Reprint each record exactly. Pictures are not reprinted.
### EXTRACTED INFORMATION ###
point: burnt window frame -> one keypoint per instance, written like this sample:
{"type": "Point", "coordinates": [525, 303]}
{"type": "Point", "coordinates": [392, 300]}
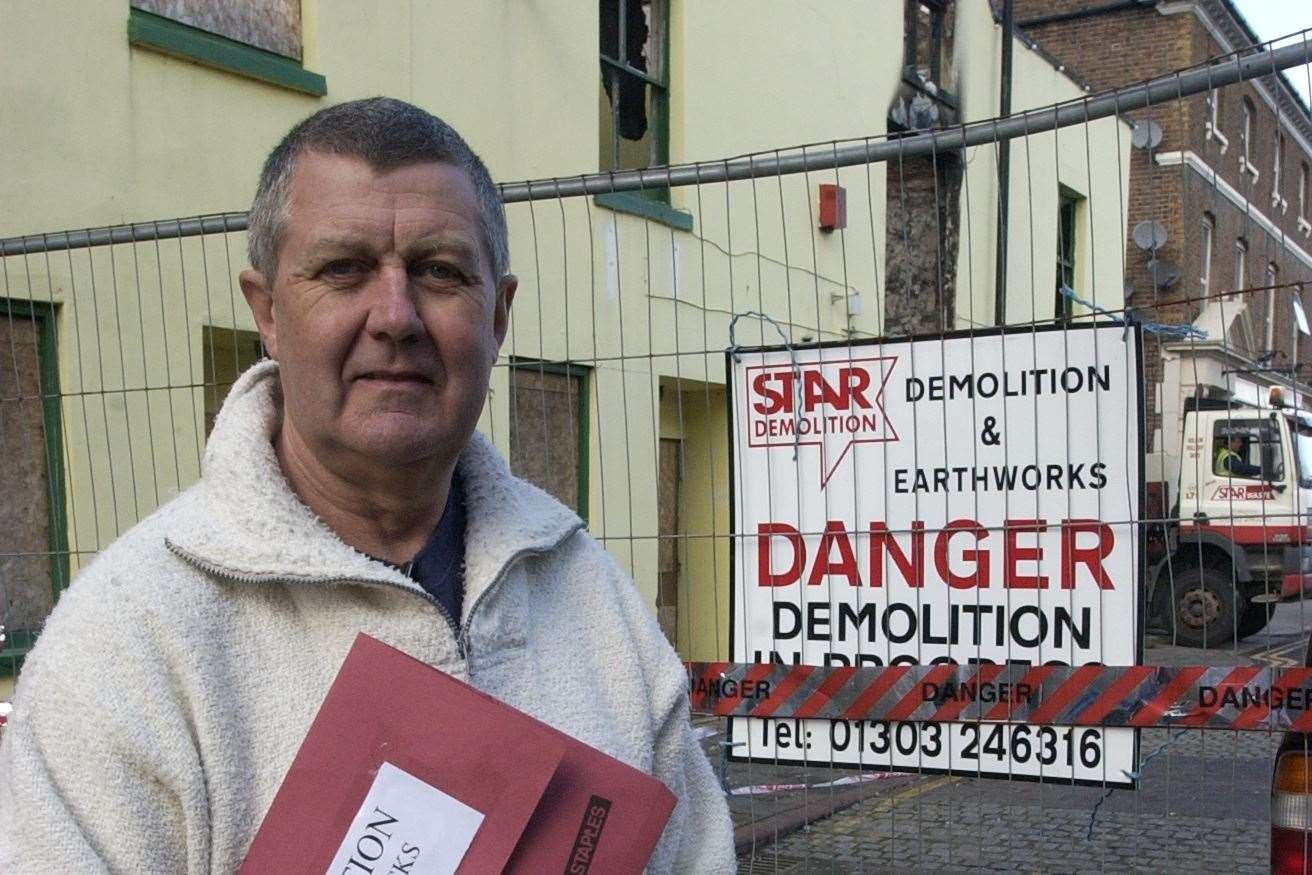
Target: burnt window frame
{"type": "Point", "coordinates": [656, 83]}
{"type": "Point", "coordinates": [1068, 206]}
###
*WRITTEN RESPONSE*
point: burnt window frame -> one keypoint per instance, written like this sample:
{"type": "Point", "coordinates": [525, 303]}
{"type": "Point", "coordinates": [392, 300]}
Target: burnt window frame
{"type": "Point", "coordinates": [656, 83]}
{"type": "Point", "coordinates": [1068, 206]}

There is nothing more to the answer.